> Article:
# *** PLEASE READ *** For Sale Posting Guidelines



## mep916

A minimum of *100* posts are required to post in this section. If you post a thread without meeting this requirement, it will be deleted without notice.
You must list a sale price for every item.
A picture of the item(s) is required; in the picture, include a handwritten/typed note with your Computer Forum username and computerforum.com, or CF, written on the note. Read through the *current listings *for some examples.
When replying to a thread, stay on topic and only post questions if you're interested in the item.
No threadjacking or thread crapping. Do not post any negative comments or post alternative links to items at other forums or retailers.
The sale, trade or giveaway of online gaming accounts is prohibited. This includes World of Warcraft, EVE Online, etc... We DO allow trading of Steam content, but not in this section. See *this thread* for more details.
Software sales must include the *original* installation media. The sale of Product/Activation/Serial Keys without original media is not allowed.
Obviously the sale of anything illegal is prohibited, including pirated software and pirated media material.
If you defraud another user, your account will be permanently banned.
*No exceptions will be made and threads not meeting these criteria will be deleted without warning. 

PLEASE NOTE:*

_If you have any questions regarding these rules, send a private message (PM) to a staff member. Our list of staff can be found *here*._
_It is the responsibility of the staff to enforce the rules, not the general membership. _
_If you believe a member has violated any of the above, or any other rules, please report the post, and/or contact a staff member. *Please DO NOT reply to the thread or post.* The situation will be dealt with ASAP. _

*DISCLAIMER:

Computerforum.com accepts no responsibility for any transactions which originate from this forum. It is up to the buyer to make the required checks beforehand, and make sure the transaction is safeguarded. This section of the forum is provided free of charge, and we do not accept any responsibility. If an offer sounds too good to be true, in most cases it is usually a scam, so please make sure to do thorough checks. Also if someone sends you a pm telling you they have something for sale, please report them to administrator. This is considered spam, and is possibly also fraudulent.*


----------

> Provided information:
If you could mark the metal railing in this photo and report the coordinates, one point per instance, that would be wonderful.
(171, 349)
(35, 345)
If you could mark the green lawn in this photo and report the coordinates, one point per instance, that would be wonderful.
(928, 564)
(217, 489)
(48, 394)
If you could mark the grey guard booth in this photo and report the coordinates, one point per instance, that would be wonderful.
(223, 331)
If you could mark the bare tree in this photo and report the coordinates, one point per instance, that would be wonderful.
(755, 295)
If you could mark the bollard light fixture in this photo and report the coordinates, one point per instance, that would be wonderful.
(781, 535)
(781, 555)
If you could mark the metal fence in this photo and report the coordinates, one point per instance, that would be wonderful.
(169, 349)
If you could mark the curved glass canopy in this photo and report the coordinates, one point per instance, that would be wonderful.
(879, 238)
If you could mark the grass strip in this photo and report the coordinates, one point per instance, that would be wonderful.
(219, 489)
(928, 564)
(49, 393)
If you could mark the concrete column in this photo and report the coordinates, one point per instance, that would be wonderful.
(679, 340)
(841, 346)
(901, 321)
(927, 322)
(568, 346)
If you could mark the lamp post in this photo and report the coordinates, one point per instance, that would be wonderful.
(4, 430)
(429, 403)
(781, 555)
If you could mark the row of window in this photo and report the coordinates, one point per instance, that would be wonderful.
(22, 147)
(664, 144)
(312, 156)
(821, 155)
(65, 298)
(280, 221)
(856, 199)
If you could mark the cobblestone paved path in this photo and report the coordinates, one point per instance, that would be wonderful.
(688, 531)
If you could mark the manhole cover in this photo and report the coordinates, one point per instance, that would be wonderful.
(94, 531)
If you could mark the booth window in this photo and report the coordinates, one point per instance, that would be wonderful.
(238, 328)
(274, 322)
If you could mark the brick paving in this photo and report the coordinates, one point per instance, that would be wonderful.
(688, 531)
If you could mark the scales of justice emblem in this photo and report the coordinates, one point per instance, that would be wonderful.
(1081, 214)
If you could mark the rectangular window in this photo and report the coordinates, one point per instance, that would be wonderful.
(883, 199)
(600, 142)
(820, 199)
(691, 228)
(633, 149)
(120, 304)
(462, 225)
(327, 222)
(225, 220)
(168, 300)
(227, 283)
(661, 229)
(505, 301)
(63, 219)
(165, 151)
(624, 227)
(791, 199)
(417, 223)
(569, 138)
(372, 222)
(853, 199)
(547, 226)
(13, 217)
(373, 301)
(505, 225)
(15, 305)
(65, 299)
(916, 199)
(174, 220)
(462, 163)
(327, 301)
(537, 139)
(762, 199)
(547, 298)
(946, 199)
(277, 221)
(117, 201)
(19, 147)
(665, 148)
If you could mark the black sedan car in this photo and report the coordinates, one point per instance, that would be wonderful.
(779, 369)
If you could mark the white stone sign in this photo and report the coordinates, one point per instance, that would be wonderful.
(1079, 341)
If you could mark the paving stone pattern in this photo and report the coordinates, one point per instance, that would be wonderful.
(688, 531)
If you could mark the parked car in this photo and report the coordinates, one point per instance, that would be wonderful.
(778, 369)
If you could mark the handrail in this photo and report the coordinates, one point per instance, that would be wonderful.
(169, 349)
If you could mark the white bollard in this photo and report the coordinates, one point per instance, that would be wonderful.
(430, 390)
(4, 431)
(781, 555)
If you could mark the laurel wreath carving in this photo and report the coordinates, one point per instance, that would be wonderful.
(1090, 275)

> The tasks:
1/ Write out the stretch of the guidelines from "You must list" through "forums or retailers.".
2/ According to the guidelines, how many posts must a member have before posting in the for-sale section?
You won't need the listing.

> The responses:
1/
You must list a sale price for every item.
A picture of the item(s) is required; in the picture, include a handwritten/typed note with your Computer Forum username and computerforum.com, or CF, written on the note. Read through the *current listings *for some examples.
When replying to a thread, stay on topic and only post questions if you're interested in the item.
No threadjacking or thread crapping. Do not post any negative comments or post alternative links to items at other forums or retailers.

2/ A minimum of 100 posts.